> [Prompt]: Render the records below as a Markdown table with two columns, Row and Entry. Put each line's number in order under Row and the line itself under Entry, skipping any blank lines.

> [Material provided]:
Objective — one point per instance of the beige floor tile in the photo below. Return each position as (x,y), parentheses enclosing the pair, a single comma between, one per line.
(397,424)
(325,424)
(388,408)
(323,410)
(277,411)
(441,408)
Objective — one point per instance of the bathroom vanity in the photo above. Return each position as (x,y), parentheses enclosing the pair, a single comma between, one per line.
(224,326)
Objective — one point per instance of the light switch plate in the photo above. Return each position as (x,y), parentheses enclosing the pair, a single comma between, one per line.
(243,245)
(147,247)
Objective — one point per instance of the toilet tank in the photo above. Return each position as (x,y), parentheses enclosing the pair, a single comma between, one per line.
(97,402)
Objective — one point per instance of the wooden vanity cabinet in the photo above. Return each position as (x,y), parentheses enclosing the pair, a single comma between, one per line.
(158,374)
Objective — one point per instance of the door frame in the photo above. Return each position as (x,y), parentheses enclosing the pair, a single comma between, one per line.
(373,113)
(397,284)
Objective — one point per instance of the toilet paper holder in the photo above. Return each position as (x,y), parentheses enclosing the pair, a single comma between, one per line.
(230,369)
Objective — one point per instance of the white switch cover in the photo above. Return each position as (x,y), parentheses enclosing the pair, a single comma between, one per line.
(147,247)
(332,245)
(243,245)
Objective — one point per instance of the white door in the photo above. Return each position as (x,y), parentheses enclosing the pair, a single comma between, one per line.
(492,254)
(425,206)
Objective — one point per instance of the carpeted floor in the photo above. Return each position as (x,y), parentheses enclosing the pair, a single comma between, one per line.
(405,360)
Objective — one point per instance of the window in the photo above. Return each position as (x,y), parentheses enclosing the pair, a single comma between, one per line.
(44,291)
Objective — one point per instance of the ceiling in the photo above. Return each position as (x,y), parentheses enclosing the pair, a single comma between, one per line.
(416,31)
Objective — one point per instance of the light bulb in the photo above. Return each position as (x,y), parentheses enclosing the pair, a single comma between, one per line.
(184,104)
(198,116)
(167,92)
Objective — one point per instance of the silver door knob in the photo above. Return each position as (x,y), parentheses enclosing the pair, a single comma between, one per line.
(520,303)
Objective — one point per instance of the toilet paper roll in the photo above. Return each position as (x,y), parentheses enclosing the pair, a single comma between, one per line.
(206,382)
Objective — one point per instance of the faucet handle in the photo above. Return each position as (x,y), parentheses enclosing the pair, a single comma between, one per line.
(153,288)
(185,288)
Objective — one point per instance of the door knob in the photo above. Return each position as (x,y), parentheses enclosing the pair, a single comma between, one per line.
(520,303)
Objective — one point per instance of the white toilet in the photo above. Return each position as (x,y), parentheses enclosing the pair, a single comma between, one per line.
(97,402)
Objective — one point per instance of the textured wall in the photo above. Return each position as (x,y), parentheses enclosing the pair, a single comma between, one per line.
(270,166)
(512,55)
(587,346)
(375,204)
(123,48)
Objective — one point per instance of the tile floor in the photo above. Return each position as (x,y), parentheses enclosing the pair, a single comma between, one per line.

> [The result]:
| Row | Entry |
|---|---|
| 1 | Objective — one point per instance of the beige floor tile in the photo below. Return each position as (x,y), parentheses enclosing the pair, a single comma between, one per line. |
| 2 | (397,424) |
| 3 | (325,424) |
| 4 | (388,408) |
| 5 | (323,410) |
| 6 | (277,411) |
| 7 | (441,408) |
| 8 | Objective — one point per instance of the bathroom vanity in the photo above. Return each position as (x,y), parentheses enclosing the pair, a single comma between, one per line. |
| 9 | (224,326) |
| 10 | Objective — one point per instance of the light switch plate in the photo above. Return each position as (x,y), parentheses enclosing the pair, a single comma between, one per line. |
| 11 | (243,245) |
| 12 | (147,247) |
| 13 | Objective — one point per instance of the toilet tank in the photo above. Return each position as (x,y), parentheses enclosing the pair, a single comma between, one per line. |
| 14 | (97,402) |
| 15 | Objective — one point per instance of the wooden vanity cabinet in the photo above. Return each position as (x,y), parentheses enclosing the pair, a single comma between, one per line. |
| 16 | (158,374) |
| 17 | Objective — one point per instance of the door frame in the photo above. Return each position as (x,y), parentheses enclosing the pair, a single comma between, one per line. |
| 18 | (373,113) |
| 19 | (397,284) |
| 20 | Objective — one point per instance of the toilet paper holder in the photo above. Return each position as (x,y), parentheses enclosing the pair, a single comma between, one per line. |
| 21 | (230,369) |
| 22 | Objective — one point per instance of the white switch cover in the photo above. Return each position as (x,y), parentheses enclosing the pair, a single comma between, one per line. |
| 23 | (147,247) |
| 24 | (332,245) |
| 25 | (243,245) |
| 26 | Objective — one point per instance of the white door in the photo above. Return each position as (x,y), parentheses enclosing the pair, a single comma between, one per line. |
| 27 | (492,254) |
| 28 | (425,206) |
| 29 | Objective — one point per instance of the carpeted floor in the photo above. Return each position as (x,y), parentheses enclosing the pair, a single comma between, one per line. |
| 30 | (405,360) |
| 31 | Objective — one point per instance of the window in the photo above. Return each position as (x,y), parentheses enclosing the pair, a single comma between, one per line. |
| 32 | (44,291) |
| 33 | Objective — one point per instance of the ceiling in the photo above. Return each position as (x,y), parentheses enclosing the pair, a single comma between, one per line. |
| 34 | (416,31) |
| 35 | Objective — one point per instance of the light bulb in the photo above. Return each position as (x,y), parentheses enclosing the pair, a single comma between, one per line. |
| 36 | (184,104) |
| 37 | (198,116) |
| 38 | (167,92) |
| 39 | Objective — one point per instance of the silver door knob in the photo above. Return each position as (x,y), parentheses enclosing the pair, a single comma between, one per line. |
| 40 | (520,303) |
| 41 | Objective — one point per instance of the toilet paper roll in the photo above. Return each position as (x,y), parentheses enclosing the pair, a single comma between, one per line. |
| 42 | (206,382) |
| 43 | Objective — one point per instance of the faucet handle in the photo above. Return each position as (x,y), parentheses enclosing the pair, a single comma between, one per line. |
| 44 | (153,288) |
| 45 | (185,288) |
| 46 | Objective — one point per instance of the door knob in the photo above. Return each position as (x,y), parentheses enclosing the pair, a single comma between, one per line. |
| 47 | (520,303) |
| 48 | Objective — one point per instance of the white toilet in the photo above. Return each position as (x,y), parentheses enclosing the pair, a single comma between, one per line. |
| 49 | (97,402) |
| 50 | Objective — one point per instance of the textured wall in the photo above. Return each position as (x,y), parentheses enclosing the pair, a single comma between, one per line. |
| 51 | (270,166) |
| 52 | (512,55) |
| 53 | (587,346) |
| 54 | (375,204) |
| 55 | (123,48) |
| 56 | Objective — one point per instance of the tile floor in the photo above. Return each position as (x,y), parentheses enclosing the pair, a single comma between, one per line. |